### TASK
Write out the data below in full, please. Keep every character as given.

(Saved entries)
········

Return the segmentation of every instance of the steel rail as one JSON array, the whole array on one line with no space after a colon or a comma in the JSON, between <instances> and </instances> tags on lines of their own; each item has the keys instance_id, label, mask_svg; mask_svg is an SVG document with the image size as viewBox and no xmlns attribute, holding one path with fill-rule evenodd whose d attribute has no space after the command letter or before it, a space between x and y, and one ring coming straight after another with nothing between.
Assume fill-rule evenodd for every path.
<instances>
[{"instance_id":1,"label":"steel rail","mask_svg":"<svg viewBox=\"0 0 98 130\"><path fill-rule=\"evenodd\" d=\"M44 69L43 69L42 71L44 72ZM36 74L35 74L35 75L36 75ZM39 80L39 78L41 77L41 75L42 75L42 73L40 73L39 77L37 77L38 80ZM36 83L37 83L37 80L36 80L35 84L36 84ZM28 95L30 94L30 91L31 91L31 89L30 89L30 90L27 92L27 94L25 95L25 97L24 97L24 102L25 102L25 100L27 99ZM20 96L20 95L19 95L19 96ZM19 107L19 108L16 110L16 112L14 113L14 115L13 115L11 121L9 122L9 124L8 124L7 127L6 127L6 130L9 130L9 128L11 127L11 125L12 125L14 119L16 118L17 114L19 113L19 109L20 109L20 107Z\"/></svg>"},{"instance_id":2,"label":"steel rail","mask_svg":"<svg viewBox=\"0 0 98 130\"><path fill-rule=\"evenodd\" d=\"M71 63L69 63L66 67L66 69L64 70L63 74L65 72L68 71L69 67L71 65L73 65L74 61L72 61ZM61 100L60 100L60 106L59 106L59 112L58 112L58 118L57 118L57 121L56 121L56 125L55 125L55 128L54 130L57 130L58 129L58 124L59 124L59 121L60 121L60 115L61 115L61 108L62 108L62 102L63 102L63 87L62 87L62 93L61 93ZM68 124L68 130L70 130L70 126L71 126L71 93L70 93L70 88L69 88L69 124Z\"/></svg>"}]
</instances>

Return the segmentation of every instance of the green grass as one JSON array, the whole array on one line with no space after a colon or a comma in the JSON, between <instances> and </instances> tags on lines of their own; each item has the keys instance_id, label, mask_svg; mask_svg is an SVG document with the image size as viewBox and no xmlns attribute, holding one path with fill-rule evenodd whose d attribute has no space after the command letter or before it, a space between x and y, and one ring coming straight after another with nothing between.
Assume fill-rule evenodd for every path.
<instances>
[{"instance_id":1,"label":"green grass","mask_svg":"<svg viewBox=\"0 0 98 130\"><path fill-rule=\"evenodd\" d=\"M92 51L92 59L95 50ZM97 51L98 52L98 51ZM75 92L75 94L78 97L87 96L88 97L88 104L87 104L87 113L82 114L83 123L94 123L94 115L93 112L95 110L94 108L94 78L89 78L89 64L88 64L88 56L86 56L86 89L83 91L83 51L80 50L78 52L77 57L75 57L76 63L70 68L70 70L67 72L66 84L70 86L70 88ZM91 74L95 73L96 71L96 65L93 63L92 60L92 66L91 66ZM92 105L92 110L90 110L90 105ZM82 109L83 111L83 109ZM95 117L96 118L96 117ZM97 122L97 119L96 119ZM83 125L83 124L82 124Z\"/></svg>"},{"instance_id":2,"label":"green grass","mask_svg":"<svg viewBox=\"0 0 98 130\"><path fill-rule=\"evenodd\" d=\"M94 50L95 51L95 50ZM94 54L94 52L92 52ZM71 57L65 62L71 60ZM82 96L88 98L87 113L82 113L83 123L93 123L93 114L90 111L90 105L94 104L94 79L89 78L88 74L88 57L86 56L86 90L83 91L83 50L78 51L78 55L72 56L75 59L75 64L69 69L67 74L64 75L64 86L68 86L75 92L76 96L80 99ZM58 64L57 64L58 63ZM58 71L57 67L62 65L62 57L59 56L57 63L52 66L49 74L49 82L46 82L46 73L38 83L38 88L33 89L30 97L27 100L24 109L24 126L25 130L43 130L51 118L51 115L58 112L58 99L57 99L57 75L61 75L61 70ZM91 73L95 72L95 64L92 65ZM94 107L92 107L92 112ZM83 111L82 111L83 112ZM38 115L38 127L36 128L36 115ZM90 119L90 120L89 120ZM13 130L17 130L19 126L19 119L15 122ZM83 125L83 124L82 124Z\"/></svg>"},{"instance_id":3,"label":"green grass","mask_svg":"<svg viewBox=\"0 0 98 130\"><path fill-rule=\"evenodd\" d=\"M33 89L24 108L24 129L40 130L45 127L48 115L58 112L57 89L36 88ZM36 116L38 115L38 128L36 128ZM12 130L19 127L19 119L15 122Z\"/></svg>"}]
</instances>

········

### YOUR SOLUTION
Return the segmentation of every instance of the steel rail as one JSON array, the whole array on one line with no space after a colon or a comma in the JSON, between <instances> and </instances> tags on lines of their own; each item has the keys instance_id, label, mask_svg; mask_svg is an SVG document with the image size as viewBox and no xmlns attribute, holding one path with fill-rule evenodd whose d attribute has no space after the command letter or before it, a space between x and y, and one ring coming straight after another with nothing between.
Assume fill-rule evenodd for every path.
<instances>
[{"instance_id":1,"label":"steel rail","mask_svg":"<svg viewBox=\"0 0 98 130\"><path fill-rule=\"evenodd\" d=\"M44 69L43 69L42 71L44 72ZM36 74L35 74L35 75L36 75ZM39 80L39 78L41 77L41 75L42 75L42 73L40 73L39 77L37 77L38 80ZM36 83L37 83L37 80L36 80L35 84L36 84ZM28 95L30 94L30 91L31 91L31 89L30 89L30 90L27 92L27 94L25 95L25 97L24 97L24 102L25 102L25 100L27 99ZM20 96L20 95L19 95L19 96ZM19 107L19 108L16 110L16 112L14 113L14 115L13 115L11 121L9 122L9 124L8 124L7 127L6 127L6 130L9 130L9 128L11 127L11 125L12 125L14 119L16 118L17 114L19 113L19 109L20 109L20 107Z\"/></svg>"},{"instance_id":2,"label":"steel rail","mask_svg":"<svg viewBox=\"0 0 98 130\"><path fill-rule=\"evenodd\" d=\"M71 63L69 63L66 67L66 69L64 70L63 74L65 72L68 71L69 67L71 65L73 65L74 61L72 61ZM61 100L60 100L60 106L59 106L59 112L58 112L58 118L57 118L57 121L56 121L56 125L55 125L55 128L54 130L57 130L58 129L58 124L59 124L59 121L60 121L60 115L61 115L61 108L62 108L62 102L63 102L63 87L62 87L62 93L61 93ZM68 124L68 130L70 130L70 126L71 126L71 93L70 93L70 88L69 88L69 124Z\"/></svg>"}]
</instances>

Return the segmentation of every instance of the green grass as one JSON array, the whole array on one line with no space after a colon or a comma in the JSON, between <instances> and </instances> tags on lines of their own; each item has the keys instance_id, label, mask_svg; mask_svg is an SVG document with the image size as viewBox and no xmlns attribute, holding one path with fill-rule evenodd whose d attribute has no space after the command letter or before it, a space between x and y, and one ring coming straight after another with nothing between.
Assume fill-rule evenodd for every path.
<instances>
[{"instance_id":1,"label":"green grass","mask_svg":"<svg viewBox=\"0 0 98 130\"><path fill-rule=\"evenodd\" d=\"M92 51L92 59L95 50ZM97 51L98 52L98 51ZM75 92L75 94L78 97L87 96L88 97L88 104L87 104L87 113L82 114L83 123L94 123L94 115L93 112L95 110L94 108L94 78L89 78L89 64L88 64L88 56L86 56L86 89L83 91L83 51L80 50L78 52L77 57L75 57L76 63L70 68L70 70L67 72L66 84L70 86L70 88ZM91 74L95 73L96 71L96 65L93 63L92 60L92 66L91 66ZM92 105L92 110L90 110L90 105ZM82 109L83 111L83 109ZM95 117L96 118L96 117ZM97 122L97 119L96 119ZM83 125L83 124L82 124Z\"/></svg>"},{"instance_id":2,"label":"green grass","mask_svg":"<svg viewBox=\"0 0 98 130\"><path fill-rule=\"evenodd\" d=\"M94 50L95 51L95 50ZM94 54L94 52L92 52ZM71 57L65 62L71 60ZM82 96L88 98L87 113L82 113L83 123L93 123L93 114L90 111L90 105L94 104L94 79L89 78L88 74L88 57L86 56L86 90L83 91L83 50L78 51L78 55L72 56L75 59L75 64L69 69L67 74L64 75L64 86L68 86L75 92L76 96L80 99ZM58 64L57 64L58 63ZM58 71L57 67L62 65L62 57L59 56L57 63L52 66L49 74L49 82L46 82L46 73L38 83L38 88L33 89L30 97L27 100L24 109L24 126L25 130L43 130L51 118L51 115L58 112L58 99L57 99L57 75L61 75L61 70ZM91 73L95 72L95 64L92 65ZM94 107L92 107L92 112ZM83 111L82 111L83 112ZM38 115L38 127L36 128L36 115ZM90 119L90 120L89 120ZM13 130L17 130L19 126L19 119L15 122ZM83 125L83 124L82 124Z\"/></svg>"},{"instance_id":3,"label":"green grass","mask_svg":"<svg viewBox=\"0 0 98 130\"><path fill-rule=\"evenodd\" d=\"M33 89L24 108L24 129L40 130L45 127L48 115L58 112L57 89L36 88ZM36 116L38 115L38 128L36 128ZM12 130L19 127L19 119L15 122Z\"/></svg>"}]
</instances>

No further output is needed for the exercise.